--- Start of Records shown ---

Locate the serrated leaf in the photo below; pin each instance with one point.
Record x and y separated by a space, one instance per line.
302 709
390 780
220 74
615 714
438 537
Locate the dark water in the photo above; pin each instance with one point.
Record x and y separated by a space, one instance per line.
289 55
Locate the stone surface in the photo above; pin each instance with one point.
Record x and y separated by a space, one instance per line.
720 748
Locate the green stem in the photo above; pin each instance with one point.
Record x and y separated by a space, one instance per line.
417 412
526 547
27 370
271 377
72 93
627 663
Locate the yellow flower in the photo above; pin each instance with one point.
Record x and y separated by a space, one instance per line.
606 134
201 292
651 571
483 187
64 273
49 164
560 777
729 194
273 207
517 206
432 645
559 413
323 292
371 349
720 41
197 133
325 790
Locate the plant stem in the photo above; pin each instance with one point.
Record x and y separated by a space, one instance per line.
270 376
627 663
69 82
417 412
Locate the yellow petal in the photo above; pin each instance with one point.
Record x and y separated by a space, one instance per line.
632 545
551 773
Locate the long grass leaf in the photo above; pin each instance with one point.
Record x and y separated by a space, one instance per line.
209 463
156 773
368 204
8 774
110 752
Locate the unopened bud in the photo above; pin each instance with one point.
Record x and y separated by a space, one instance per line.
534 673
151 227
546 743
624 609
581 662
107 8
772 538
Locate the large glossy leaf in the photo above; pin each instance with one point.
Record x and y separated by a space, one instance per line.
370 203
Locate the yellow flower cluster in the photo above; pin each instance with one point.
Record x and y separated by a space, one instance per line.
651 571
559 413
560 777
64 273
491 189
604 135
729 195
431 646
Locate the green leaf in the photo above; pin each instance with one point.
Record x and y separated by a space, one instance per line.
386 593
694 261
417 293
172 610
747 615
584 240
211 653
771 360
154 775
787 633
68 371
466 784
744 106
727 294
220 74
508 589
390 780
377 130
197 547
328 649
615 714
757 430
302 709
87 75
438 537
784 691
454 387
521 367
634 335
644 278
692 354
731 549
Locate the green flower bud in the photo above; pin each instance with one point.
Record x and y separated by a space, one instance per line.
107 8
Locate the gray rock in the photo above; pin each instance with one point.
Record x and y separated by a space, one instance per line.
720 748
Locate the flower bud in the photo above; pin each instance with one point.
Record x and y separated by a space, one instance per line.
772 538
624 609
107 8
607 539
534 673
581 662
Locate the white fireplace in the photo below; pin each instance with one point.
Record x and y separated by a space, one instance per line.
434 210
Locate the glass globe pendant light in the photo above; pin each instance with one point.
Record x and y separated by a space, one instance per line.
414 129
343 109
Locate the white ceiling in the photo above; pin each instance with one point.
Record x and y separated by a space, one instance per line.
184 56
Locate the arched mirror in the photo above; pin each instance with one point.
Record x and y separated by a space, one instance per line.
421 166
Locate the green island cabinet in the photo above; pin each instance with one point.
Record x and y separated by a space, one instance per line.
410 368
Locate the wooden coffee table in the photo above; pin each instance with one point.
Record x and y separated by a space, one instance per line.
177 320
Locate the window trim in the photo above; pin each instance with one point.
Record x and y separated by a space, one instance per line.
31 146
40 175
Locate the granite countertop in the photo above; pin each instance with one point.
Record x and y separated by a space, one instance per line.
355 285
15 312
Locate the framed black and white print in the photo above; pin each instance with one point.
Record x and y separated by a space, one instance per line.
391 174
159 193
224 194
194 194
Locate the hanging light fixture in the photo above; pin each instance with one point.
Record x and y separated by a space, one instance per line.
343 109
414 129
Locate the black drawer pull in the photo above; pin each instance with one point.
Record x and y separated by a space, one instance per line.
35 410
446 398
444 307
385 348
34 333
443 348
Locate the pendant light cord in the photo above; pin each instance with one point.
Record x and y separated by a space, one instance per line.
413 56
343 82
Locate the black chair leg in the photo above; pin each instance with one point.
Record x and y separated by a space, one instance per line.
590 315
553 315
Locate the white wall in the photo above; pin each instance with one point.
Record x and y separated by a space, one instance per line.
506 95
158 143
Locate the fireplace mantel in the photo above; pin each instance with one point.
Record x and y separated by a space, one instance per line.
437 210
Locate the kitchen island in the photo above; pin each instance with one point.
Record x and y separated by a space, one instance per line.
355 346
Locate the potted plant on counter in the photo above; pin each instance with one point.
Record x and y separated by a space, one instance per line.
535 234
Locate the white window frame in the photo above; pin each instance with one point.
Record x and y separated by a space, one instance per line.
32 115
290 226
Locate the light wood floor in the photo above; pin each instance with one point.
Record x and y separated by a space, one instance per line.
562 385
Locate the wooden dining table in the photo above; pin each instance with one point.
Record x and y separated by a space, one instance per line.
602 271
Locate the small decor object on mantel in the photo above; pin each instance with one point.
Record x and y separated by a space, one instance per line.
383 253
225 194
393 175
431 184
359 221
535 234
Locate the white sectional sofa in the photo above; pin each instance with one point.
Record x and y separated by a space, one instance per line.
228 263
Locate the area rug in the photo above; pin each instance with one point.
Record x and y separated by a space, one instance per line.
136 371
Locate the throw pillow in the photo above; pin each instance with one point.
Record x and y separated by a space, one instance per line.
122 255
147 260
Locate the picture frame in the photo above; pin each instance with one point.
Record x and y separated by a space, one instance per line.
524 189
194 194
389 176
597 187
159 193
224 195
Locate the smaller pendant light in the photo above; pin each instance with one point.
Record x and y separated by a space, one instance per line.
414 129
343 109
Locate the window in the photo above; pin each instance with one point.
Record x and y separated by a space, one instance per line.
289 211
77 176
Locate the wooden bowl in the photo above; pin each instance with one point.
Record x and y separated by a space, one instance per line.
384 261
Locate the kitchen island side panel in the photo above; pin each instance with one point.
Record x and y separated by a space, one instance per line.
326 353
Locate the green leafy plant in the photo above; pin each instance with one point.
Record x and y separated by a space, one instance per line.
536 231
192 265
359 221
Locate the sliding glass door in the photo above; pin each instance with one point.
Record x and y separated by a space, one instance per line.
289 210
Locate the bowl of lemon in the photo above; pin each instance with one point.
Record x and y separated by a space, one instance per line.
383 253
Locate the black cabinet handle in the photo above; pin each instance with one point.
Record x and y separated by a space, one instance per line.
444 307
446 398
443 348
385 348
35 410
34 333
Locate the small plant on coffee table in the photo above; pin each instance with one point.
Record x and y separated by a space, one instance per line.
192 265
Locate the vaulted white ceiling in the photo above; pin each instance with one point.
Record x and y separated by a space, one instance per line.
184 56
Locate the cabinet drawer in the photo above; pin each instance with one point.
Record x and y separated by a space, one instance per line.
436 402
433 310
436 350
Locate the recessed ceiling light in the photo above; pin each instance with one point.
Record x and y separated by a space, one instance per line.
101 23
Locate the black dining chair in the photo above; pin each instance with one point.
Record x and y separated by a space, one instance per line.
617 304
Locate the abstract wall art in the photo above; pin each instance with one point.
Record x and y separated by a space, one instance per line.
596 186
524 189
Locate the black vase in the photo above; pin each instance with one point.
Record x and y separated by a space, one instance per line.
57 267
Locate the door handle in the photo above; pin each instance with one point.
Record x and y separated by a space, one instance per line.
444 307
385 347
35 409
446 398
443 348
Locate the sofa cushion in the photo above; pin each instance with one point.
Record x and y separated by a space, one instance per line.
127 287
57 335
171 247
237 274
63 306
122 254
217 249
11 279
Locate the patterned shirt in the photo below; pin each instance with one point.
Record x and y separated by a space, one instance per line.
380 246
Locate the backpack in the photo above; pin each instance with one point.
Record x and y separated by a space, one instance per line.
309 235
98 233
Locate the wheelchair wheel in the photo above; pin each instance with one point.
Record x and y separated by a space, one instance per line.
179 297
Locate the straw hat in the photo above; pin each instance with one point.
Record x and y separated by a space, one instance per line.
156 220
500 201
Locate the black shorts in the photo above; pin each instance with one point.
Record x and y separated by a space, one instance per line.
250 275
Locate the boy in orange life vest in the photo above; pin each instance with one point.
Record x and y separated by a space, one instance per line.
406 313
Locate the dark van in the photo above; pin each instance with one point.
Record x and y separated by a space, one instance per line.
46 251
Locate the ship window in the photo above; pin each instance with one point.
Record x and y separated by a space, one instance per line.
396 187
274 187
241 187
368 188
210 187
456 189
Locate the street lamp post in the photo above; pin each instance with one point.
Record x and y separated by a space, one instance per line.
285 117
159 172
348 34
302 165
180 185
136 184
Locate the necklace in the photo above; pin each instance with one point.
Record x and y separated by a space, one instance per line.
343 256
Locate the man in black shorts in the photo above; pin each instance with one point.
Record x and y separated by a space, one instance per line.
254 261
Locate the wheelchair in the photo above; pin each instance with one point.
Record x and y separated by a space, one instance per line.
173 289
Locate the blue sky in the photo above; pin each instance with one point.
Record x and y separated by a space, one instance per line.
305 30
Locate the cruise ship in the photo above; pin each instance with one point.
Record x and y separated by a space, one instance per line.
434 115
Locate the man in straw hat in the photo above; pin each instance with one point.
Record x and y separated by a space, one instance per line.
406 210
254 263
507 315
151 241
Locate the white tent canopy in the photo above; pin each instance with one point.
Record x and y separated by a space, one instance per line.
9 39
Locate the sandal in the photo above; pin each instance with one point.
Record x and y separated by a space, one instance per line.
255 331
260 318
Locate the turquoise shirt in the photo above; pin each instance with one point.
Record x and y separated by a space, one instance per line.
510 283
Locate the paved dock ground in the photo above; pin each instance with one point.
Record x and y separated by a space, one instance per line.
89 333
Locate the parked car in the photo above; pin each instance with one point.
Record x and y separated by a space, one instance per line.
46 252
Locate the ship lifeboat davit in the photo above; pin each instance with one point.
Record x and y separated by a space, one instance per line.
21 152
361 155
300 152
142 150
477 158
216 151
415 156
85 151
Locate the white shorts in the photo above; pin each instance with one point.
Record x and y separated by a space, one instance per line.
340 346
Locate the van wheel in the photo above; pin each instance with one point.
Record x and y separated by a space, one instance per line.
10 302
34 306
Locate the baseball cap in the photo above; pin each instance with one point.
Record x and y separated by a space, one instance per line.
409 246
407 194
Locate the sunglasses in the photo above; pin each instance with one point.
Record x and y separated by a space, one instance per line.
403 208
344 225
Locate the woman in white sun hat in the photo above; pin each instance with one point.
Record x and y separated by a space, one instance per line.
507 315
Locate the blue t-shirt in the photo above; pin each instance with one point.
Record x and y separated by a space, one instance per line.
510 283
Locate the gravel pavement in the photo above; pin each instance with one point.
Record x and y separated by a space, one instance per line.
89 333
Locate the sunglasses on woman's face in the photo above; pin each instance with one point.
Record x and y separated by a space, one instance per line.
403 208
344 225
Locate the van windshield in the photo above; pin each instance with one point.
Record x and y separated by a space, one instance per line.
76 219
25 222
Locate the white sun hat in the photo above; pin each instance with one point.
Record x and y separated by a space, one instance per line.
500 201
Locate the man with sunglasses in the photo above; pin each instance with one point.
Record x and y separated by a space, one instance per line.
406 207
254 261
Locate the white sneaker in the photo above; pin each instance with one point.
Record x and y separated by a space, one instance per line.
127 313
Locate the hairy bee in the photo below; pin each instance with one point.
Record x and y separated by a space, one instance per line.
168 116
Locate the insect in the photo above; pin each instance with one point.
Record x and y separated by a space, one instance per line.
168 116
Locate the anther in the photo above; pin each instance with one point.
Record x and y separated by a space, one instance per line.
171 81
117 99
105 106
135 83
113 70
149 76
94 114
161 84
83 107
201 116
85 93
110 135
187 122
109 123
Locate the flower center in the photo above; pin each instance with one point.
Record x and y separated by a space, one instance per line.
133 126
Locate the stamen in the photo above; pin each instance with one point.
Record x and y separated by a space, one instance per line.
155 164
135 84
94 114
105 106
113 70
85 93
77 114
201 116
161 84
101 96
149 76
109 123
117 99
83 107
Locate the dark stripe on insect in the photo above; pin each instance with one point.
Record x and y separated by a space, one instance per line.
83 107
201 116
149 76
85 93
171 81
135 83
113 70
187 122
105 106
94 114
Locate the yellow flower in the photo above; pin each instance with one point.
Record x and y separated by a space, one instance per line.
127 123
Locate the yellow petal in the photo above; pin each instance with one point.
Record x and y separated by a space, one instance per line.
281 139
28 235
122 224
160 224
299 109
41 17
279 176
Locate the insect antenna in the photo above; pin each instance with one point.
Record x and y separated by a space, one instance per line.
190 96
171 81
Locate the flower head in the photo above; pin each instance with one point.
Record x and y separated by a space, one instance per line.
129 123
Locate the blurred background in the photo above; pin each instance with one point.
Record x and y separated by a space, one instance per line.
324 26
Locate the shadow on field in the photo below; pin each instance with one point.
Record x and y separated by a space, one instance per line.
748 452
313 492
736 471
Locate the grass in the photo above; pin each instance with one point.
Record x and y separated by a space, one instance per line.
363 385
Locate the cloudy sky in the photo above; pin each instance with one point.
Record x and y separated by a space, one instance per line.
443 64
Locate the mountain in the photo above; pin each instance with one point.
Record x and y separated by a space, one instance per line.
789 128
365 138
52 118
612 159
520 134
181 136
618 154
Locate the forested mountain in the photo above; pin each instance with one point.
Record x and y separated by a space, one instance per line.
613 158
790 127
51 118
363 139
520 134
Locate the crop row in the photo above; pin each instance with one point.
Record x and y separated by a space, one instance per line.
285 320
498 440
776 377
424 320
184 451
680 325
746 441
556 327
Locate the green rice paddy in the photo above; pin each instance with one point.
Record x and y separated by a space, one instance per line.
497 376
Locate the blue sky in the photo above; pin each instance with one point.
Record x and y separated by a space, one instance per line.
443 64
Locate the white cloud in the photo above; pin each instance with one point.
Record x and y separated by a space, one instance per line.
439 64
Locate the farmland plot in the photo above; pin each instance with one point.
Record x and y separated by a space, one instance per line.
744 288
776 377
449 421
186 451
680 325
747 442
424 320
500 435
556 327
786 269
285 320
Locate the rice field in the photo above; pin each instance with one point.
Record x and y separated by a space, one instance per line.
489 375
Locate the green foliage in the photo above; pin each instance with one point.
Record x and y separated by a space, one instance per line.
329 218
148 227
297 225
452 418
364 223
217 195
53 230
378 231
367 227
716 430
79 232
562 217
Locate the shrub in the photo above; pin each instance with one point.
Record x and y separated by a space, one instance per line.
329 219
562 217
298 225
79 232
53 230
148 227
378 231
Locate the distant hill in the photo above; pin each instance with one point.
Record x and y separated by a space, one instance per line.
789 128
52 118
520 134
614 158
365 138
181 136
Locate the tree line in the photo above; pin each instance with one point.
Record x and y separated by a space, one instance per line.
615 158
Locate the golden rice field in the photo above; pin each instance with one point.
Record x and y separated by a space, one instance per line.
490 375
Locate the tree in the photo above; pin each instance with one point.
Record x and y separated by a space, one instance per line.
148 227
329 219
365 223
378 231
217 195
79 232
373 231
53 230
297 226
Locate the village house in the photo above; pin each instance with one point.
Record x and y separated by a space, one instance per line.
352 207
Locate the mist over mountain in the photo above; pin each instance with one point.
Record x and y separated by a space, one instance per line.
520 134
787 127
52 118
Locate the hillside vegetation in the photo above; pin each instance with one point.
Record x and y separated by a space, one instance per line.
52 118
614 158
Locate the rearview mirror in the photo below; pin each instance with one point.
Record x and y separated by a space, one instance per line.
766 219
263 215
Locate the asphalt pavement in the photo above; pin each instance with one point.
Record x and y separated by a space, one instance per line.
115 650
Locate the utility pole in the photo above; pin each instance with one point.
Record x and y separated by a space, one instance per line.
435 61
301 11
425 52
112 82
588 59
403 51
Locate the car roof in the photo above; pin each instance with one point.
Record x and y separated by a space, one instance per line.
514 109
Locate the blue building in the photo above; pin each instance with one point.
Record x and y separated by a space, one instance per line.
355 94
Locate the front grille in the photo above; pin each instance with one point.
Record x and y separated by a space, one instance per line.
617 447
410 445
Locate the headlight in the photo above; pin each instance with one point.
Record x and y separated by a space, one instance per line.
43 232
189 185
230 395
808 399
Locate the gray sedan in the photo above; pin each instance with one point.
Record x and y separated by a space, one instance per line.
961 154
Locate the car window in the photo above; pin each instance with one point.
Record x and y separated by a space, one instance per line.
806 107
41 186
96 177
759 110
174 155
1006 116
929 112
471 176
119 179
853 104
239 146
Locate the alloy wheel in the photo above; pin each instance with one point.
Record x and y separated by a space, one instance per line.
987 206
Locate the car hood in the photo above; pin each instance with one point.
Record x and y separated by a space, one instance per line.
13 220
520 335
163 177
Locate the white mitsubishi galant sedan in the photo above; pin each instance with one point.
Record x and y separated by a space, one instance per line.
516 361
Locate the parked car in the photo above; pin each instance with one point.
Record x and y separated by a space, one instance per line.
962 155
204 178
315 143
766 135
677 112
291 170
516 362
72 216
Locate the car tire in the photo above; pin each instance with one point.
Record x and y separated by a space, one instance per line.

--- End of Records shown ---

Goal of the exercise
Quote the line that contains "Locate the alloy" and each line after it through the end of the data, exactly, leaving out everything else.

Expected answer
Locate the alloy wheel in the photo above; pin each instance with one point.
Record x and y separated by a space, one instance per line.
987 206
Locate the car hood in the photo above; pin each instance with one point.
Record x and y separated by a space, one instance per line.
13 220
520 335
163 177
Locate the white mitsubishi galant sedan in the photo above; pin each instance with one point.
Record x and y separated by a space, one instance per line.
516 361
Locate the parked car in the photo above; pin each instance with one point.
Record x and y separated by a space, one instance per line.
962 155
204 178
315 143
766 135
677 112
291 170
516 362
72 216
Locate the car tire in the photo above; pin each instance with one point.
Record x and y separated by a space, one instance per line.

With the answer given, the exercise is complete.